— REQUIREMENTS —
Quote the whole listing verbatim.

— THE INPUT —
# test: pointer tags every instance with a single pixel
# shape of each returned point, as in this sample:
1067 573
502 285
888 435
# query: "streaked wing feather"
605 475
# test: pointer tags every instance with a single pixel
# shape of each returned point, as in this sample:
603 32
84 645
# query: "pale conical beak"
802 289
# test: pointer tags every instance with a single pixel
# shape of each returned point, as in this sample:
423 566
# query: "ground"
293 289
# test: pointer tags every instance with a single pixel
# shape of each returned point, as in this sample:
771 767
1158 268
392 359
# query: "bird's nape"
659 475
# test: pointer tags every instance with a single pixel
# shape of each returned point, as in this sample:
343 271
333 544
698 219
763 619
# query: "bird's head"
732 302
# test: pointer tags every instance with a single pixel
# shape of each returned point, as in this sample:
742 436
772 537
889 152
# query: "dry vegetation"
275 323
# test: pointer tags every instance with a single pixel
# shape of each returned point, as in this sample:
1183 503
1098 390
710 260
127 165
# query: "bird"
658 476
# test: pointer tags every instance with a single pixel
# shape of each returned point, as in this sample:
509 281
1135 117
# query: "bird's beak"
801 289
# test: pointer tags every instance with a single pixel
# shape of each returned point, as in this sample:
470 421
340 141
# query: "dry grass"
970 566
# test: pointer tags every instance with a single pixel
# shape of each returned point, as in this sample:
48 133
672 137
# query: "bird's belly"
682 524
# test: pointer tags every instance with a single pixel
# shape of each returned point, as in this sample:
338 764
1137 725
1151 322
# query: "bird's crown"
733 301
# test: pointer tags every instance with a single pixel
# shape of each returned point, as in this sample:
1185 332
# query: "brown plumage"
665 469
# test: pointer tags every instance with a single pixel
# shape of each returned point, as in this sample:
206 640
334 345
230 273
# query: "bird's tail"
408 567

— OUTPUT OF THE TASK —
# test: pointer tags every instance with a single pixel
# shape of each returned point, as in this sample:
1067 573
502 285
888 435
# query: "streaked wing feather"
605 475
# test: pointer tags every instance with a single pixel
# shape of each returned point, as in this sample:
603 32
84 645
# query: "pale conical beak"
802 289
# test: pointer tags every instance with a single pixel
# shape of each returned point, as in this sample:
423 566
# query: "ground"
293 289
# test: pointer tags every instance with a single pixel
# shape of each returned point, as in this sample:
771 767
1158 268
392 359
# query: "bird's nape"
659 475
# test: pointer tags every instance with a single pixel
# shape of each returned point, as in this sample:
343 271
333 544
698 219
763 619
# query: "bird's head"
732 302
# test: pointer tags every instance with a single pixel
# shape of each returned point, as in this sample:
742 436
772 537
889 152
# query: "dry vegetation"
275 323
# test: pointer tags every instance with a single pixel
# shape of each returned point, as in this sample:
1183 503
1098 390
710 260
127 165
# query: "bird"
658 476
# test: pointer tags every instance with a single pixel
# shape of each returned point, as in this sample:
509 281
1135 117
# query: "bird's beak"
801 289
# test: pointer tags every instance with a single pixel
# shape of each returned point, as in this sample:
470 421
340 141
# query: "dry grass"
970 566
# test: pointer tags every instance with a single pixel
# shape of each returned point, as in this sample:
48 133
672 137
# query: "bird's belly"
682 524
# test: pointer tags every instance with a single pixel
# shape of each returned point, as in this sample:
338 764
1137 725
1151 322
# query: "bird's crown"
733 301
# test: pointer tags every instance with a single pixel
# shape of each returned point, as in this sample:
1185 332
# query: "brown plumage"
665 469
# test: pointer tags every instance with a single pixel
# shape of each returned point, as in this sample:
206 640
334 345
230 273
# query: "bird's tail"
408 567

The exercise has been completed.